### YOUR GOAL
Reproduce the material verbatim from its start through the line holding "[232,162,260,208]", inclusive, and omit the pictures.

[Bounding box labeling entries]
════════
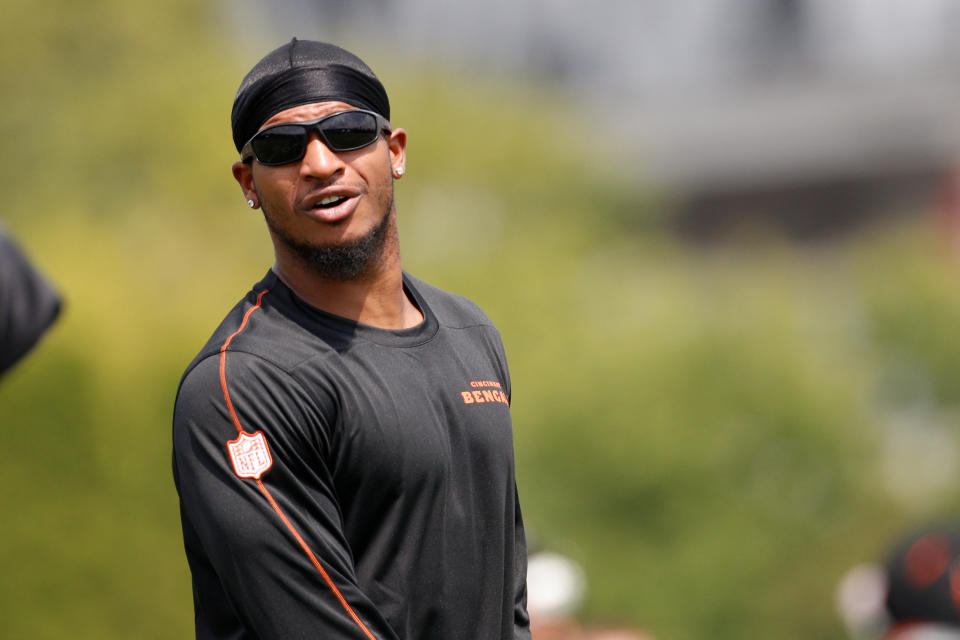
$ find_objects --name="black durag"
[230,38,390,151]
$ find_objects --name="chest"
[331,340,513,494]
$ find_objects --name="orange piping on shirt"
[220,289,377,640]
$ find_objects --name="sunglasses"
[240,109,390,167]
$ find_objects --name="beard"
[263,198,393,282]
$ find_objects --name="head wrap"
[230,38,390,151]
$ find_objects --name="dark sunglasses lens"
[320,111,380,151]
[252,125,307,165]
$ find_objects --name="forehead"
[260,102,357,129]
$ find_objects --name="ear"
[387,129,407,175]
[232,162,260,208]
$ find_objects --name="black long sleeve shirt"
[174,272,529,640]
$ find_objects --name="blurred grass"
[0,0,960,640]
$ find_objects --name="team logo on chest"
[227,431,273,479]
[460,380,510,405]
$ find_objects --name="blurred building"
[223,0,960,238]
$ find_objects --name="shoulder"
[404,273,495,329]
[177,276,335,418]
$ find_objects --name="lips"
[303,191,360,223]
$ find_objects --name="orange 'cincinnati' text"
[460,380,510,405]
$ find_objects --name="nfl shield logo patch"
[227,431,273,479]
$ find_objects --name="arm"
[174,352,396,640]
[0,228,60,374]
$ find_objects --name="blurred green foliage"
[0,0,960,640]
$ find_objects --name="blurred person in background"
[837,526,960,640]
[173,39,530,640]
[0,226,60,375]
[527,550,654,640]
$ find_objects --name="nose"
[300,132,344,180]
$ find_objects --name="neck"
[273,222,423,329]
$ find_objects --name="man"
[174,39,529,640]
[0,227,60,375]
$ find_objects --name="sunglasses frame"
[240,109,393,167]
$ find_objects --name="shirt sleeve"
[513,484,530,640]
[174,351,397,640]
[0,228,60,374]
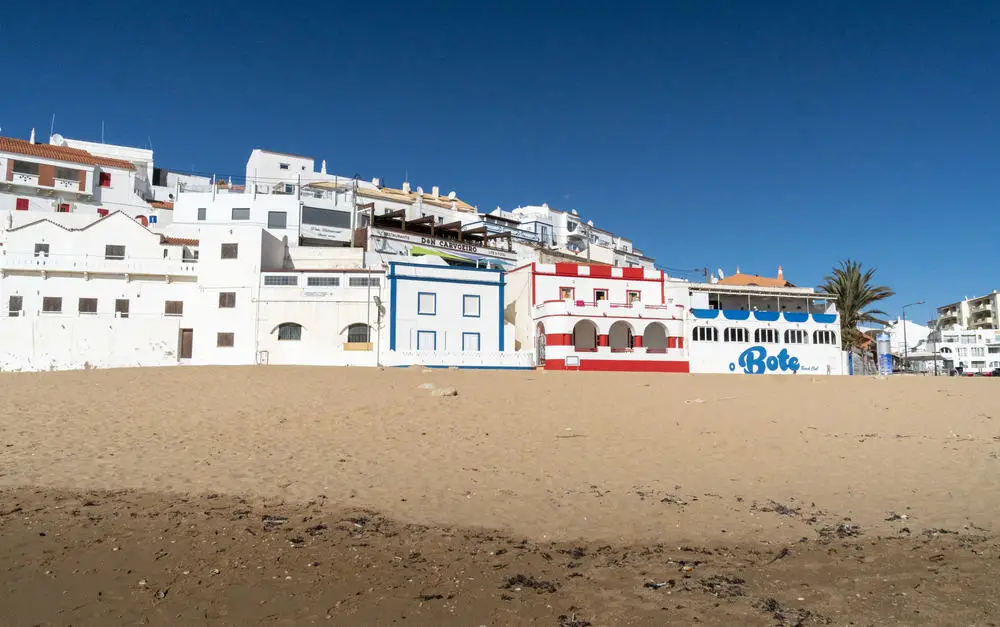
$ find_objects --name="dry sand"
[0,367,1000,626]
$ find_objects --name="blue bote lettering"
[729,346,800,374]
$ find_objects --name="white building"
[932,290,1000,330]
[507,264,845,374]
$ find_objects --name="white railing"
[0,251,198,276]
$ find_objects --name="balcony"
[535,300,684,320]
[0,251,198,277]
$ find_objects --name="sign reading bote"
[729,346,801,374]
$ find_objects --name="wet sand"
[0,367,1000,626]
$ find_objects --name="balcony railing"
[0,251,198,276]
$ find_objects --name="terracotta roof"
[0,137,135,170]
[160,235,199,246]
[716,266,795,287]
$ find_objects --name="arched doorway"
[535,322,545,366]
[642,322,667,353]
[608,320,634,353]
[573,320,597,351]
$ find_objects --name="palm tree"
[819,259,896,347]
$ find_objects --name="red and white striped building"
[507,263,690,372]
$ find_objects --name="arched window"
[785,329,809,344]
[573,320,597,351]
[691,327,719,342]
[722,327,750,342]
[753,329,778,344]
[347,322,371,344]
[642,322,667,353]
[278,322,302,342]
[608,320,634,352]
[813,331,837,344]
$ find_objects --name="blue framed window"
[417,292,437,316]
[462,332,479,353]
[462,294,481,318]
[417,331,437,351]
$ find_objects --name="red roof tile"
[160,235,199,246]
[0,137,135,170]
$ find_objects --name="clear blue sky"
[0,0,1000,321]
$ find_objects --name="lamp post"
[903,300,924,372]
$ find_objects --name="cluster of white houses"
[0,128,845,374]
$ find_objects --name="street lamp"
[903,300,924,372]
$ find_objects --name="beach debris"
[698,575,746,599]
[556,612,593,627]
[503,575,559,594]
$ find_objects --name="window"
[785,329,808,344]
[417,331,437,351]
[417,292,437,316]
[722,327,750,342]
[14,161,38,175]
[55,168,80,183]
[462,294,480,318]
[278,322,302,342]
[462,332,479,352]
[347,323,371,344]
[267,211,288,229]
[77,298,97,313]
[753,329,778,344]
[813,331,837,344]
[306,276,340,287]
[264,274,299,286]
[691,327,719,342]
[302,206,351,229]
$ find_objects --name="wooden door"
[179,329,194,359]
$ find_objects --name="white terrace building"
[507,264,845,374]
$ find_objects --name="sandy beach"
[0,367,1000,627]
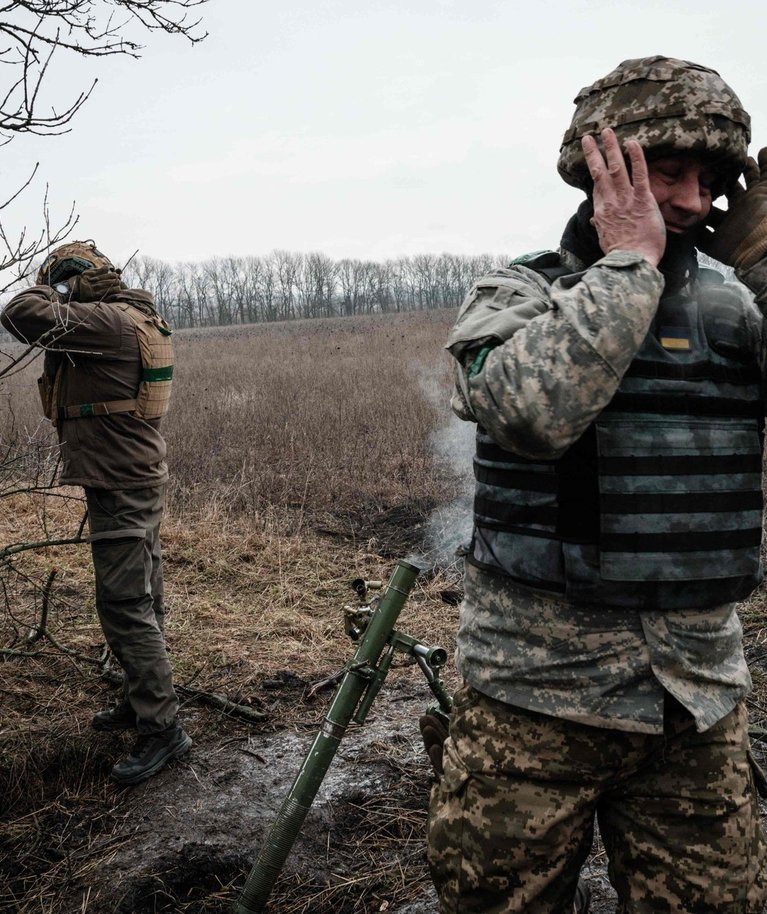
════════
### ANSWER TO THE TASK
$ find_objects --name="black durag"
[230,38,390,151]
$ find_objects --name="chest"
[331,340,513,494]
$ find_objects --name="orange piping on shirt"
[220,289,377,640]
$ find_objects --name="sunglasses"
[240,109,390,167]
$ find_objects --name="beard"
[263,198,393,282]
$ find_objects --name="head wrap"
[230,38,390,151]
$ find_objects --name="dark sunglasses lens"
[320,111,380,151]
[252,125,307,165]
$ find_objects --name="forehead"
[260,102,357,129]
$ find_objects --name="ear"
[387,129,407,175]
[232,162,260,208]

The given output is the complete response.